Текст »
● ● ●
Мандельштам не сомневался, что несчастье произошло не с ним, а с миром:

 

Нельзя дышать, и твердь

кишит червями,

И ни одна звезда не говорит...

 

Сходство (смысловое) этих строк с есенинскими («сгнившая вечная даль») не может не поразить.

Но если жизнь и впрямь совершается «только на земле, в которую закапывают мертвых», если единственный двигатель, управляющий жизнью людей, – «механизм их собственных забот», тогда, значит, прав был тот безымянный мандельштамовский персонаж, который так сформулировал «смысл философии всей»:

 

Он сказал: «Довольно полнозвучья, –

Ты напрасно Моцарта любил:

Наступает глухота паучья,

Здесь провал сильнее наших сил.

 

Это строки из стихотворения Мандельштама «Ламарк». Стихотворение (что не так уж часто бывает у Мандельштама) – ясное до прозрачности. Лишь одно единственное слово в нем поставило меня в тупик: кто этот таинственный «он»?

Так и не сумев разгадать эту загадку, я обратился за помощью к знакомому философу.

– Как это – кто? – удивился он. – Ламарк, конечно. Кто же еще?

Я сказал, что нет. Кто угодно, но только не Ламарк.

– Постой, – сказал он. – А ты Ламарка читал?

Я признался, что нет, ни при какой погоде я Ламарка, конечно, не читал.
● ● ●
Записанные данные »
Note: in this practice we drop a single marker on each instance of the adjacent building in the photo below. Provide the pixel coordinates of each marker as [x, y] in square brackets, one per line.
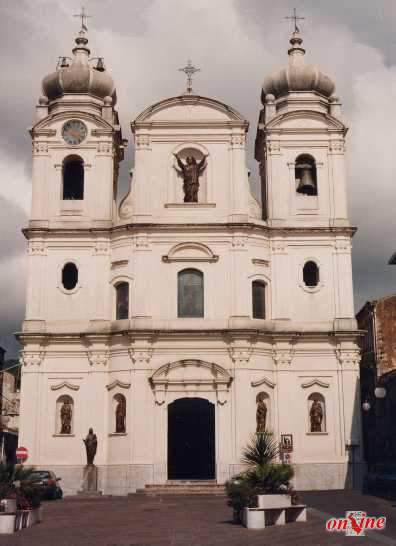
● ● ●
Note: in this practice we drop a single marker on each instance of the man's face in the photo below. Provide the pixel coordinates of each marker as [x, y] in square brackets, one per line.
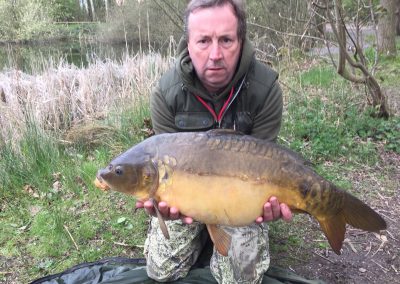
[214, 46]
● ● ●
Задание 1 » Процитируйте из текста о Мандельштаме отрывок от «Ты напрасно Моцарта» до «к знакомому философу.».
Задание 2 » Из какого стихотворения Мандельштама взяты слова «Ты напрасно Моцарта любил», согласно тексту о Мандельштаме?
Задание 3 » Допишите текст о Мандельштаме дальше, начиная сразу после его последней фразы.
Строки с данными здесь не понадобятся.

Ответ 1 »
Ты напрасно Моцарта любил:

Наступает глухота паучья,

Здесь провал сильнее наших сил.

 

Это строки из стихотворения Мандельштама «Ламарк». Стихотворение (что не так уж часто бывает у Мандельштама) – ясное до прозрачности. Лишь одно единственное слово в нем поставило меня в тупик: кто этот таинственный «он»?

Так и не сумев разгадать эту загадку, я обратился за помощью к знакомому философу.

Ответ 2 » Из стихотворения «Ламарк».

Ответ 3 »
– Ну вот. А я читал, – веско сказал он. И тем самым как бы закрыл тему.

Но я на этом не успокоился и, будучи уверен в своей правоте, решил докопаться до истины.

Проще всего было бы, конечно, прочесть Ламарка. Но я пошел другим путем.

Для начала снова вчитался в дивные строки поэта (стихотворение «Ламарк» – одно из лучших и самых любимых мною у Мандельштама):

 

Был старик, застенчивый, как мальчик,

Неуклюжий, робкий патриарх...

Кто за честь природы фехтовальщик?

Ну, конечно, пламенный Ламарк.

 

Если все живое лишь помарка

За короткий выморочный день,

На подвижной лестнице Ламарка

Я займу последнюю ступень.

 

К кольчецам спущусь и к усоногим,

Прошуршав средь ящериц и змей,

По упругим сходням, по излогам

Сокращусь, исчезну, как Протей.

Роговую мантию надену,

От горячей крови откажусь,

Обрасту присосками и в пену

Океана завитком вопьюсь.

 

Мы прошли разряды насекомых

С наливными рюмочками глаз.

Он сказал: природа вся в разломах,

Зренья нет – ты зришь в последний раз.

 

Он сказал: довольно полнозвучья, –

Ты напрасно Моцарта любил...

 

Прочитав внимательно эти строки и еще раз убедившись, что «Он сказал» никак не может относиться к Ламарку (мог ли поэт так влюбленно, с такой восторженной нежностью говорить о том, кто призывает его отказаться от любви к Моцарту и смириться с наступающей паучьей глухотой?), я решил обратиться к трудам «мандельштамоведов», чтобы узнать, как они, люди ученые, Ламарка наверняка читавшие, эти строки интерпретируют. И вот что в одном из таких трудов я по этому поводу прочел:

 

«На первый взгляд то, что изображает здесь Мандельштам, сродни кафкианскому сюжету превращения человека в насекомое; кажется, что поэт рисует трагическую картину прощания с культурой, с миром человеческих ценностей, картину утраты всех человеческих чувств и способностей, распада и растворения в первозданном хаосе».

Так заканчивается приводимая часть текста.